Please continue the road-trip blog below from the point where it stops.

** Start of Page text **

Friday, July 30, 2010

Day 27 Mon July 26: Missoula, MT to Yellowstone National Park, WY

Not a whole hell of a lot to say about Montana. A wealth of wide-open space and cowboys, that’s about it.

When we got to the campground the desk clerk gave us a super secret Yellowstone insider tip. He told us that Old Faithful (or the Denise interpretation, Ole Geezer) was even more amazing by moonlight and it being a full moon just sweetened the deal that much more. He was more than right. Neither of us really knew what to expect as we drove to visit this epic road-trip mecca. Braving the elk ridden roads we arrived victorious at the geyser. The place was basically deserted and since we arrived at night it was a task to even know where to find the geyser. We found it and after about 30 minutes of waiting, we knew we made a good decision. The moon made the geyser glow bright white in deep blacks of the Yellowstone woods.

We were both excited to do more exploring the next day.

Sorry, not a lot of pictures.


Yee-Hah

Day 26 Sun July 25: North Cascades, WA to Missoula, MT

Today was a day full of driving, but mostly with amazing scenery the whole way to keep us entertained. Bob Ross eat your heart out. Our detour took us through North Cascades National Park, yet another visual pleasure to add to the list.

Our driving days have been wearing out our music and audio book collections, but here are some tunes that have been getting us through, our most listened to roadtrip playlist:

Into the Open- Heartless Bastards

California- Phantom Planet (on repeat through our entire California drive)

Hard Sun- Eddie Vedder

Ten Thousand Lines – Electric President

Four Winds- Bright Eyes

Basically Ryan Adam’s whole discography

Good Arms vs. Bad Arms – Frightened Rabbit

Twistable Turnable Man: A Musical Tribute to Shel Silverstein

Lazy Eye- Silversun Pickups (night driving)

Little Lungs – An Horse


Lookin' Fresh
(check the flip-flop sock combo, oh yeah)

** End of Page text **
** Start of Information given **

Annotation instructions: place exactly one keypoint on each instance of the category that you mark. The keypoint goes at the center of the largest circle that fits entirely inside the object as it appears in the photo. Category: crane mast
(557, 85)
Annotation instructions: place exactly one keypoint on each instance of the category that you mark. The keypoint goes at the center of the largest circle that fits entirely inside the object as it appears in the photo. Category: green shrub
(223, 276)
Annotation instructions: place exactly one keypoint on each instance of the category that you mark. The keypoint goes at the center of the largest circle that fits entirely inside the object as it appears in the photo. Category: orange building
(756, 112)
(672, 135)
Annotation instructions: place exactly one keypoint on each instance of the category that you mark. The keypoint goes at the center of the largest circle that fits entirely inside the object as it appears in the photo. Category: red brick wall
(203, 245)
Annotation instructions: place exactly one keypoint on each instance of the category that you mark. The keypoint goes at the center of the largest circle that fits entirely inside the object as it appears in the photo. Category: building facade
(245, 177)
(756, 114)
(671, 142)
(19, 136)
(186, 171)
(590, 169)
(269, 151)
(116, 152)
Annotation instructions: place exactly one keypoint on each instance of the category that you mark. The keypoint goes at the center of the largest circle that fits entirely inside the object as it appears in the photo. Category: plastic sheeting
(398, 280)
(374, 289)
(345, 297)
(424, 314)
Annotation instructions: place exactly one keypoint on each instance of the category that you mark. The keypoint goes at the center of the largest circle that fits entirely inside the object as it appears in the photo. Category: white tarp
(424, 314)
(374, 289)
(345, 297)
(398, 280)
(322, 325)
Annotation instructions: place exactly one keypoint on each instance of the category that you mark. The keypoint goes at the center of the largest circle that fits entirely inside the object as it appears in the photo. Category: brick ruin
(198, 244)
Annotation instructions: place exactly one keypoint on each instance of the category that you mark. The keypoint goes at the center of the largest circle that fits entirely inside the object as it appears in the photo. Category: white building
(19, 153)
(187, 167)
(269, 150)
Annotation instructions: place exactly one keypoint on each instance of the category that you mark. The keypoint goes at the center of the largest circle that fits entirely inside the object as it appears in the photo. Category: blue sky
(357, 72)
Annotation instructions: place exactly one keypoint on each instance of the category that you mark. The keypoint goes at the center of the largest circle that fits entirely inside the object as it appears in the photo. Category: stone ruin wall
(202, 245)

** End of Information given **

*Output below*:
just a plain weird place.


This one's for you Bob Ross

...this one too.

Happy Little Mountains

Day 25 Sat July 24th: Portland, OR to Seattle, WA

Today was a totally Denise kind of day. We start the day off with a downtown Portland crafts market and after scoring a few good finds, we head north to check out the scene in Seattle. It turns out that Seattle is one of our favorite cities that we’ve visited so far. The Pike’s Place Market is just short of absolutely amazing. Salmon jerky, fresh flowers, antique print shop- they KNOW ME! A fresh salt water breeze filters through the beautiful architecture and finds us with happy faces. Seattle has started our official list of “Places We Would Like to Live, but Are Too Cold in the Winter.”

Hello Washington

The Best Salmon Jerky/Flower Stand/Magic Shop/Vintage Posters/Record Store/Fish Market/any other kind of cool store ever.

Wednesday, July 28, 2010

Day 24 Fri July 23rd: Crater Lake National Park, OR to Portland, OR

After escaping swarms of fist-sized mosquitoes, we packed up camp and headed deeper into the park to take a peek at this lake place. I swear the pictures below are not even kind of altered, it’s THAT blue. The legend goes that the blue bird was grey before it took a dip in the deep blue ink of Crater Lake.

The park gets a pretty epic forty-three feet of snow a year. So even though it was a crisp ninety-four degrees inside the park, I still managed to peg Denise with some leftover snowball. Ha ha. Apparently, I thought it was a bit funnier to me than it was to her.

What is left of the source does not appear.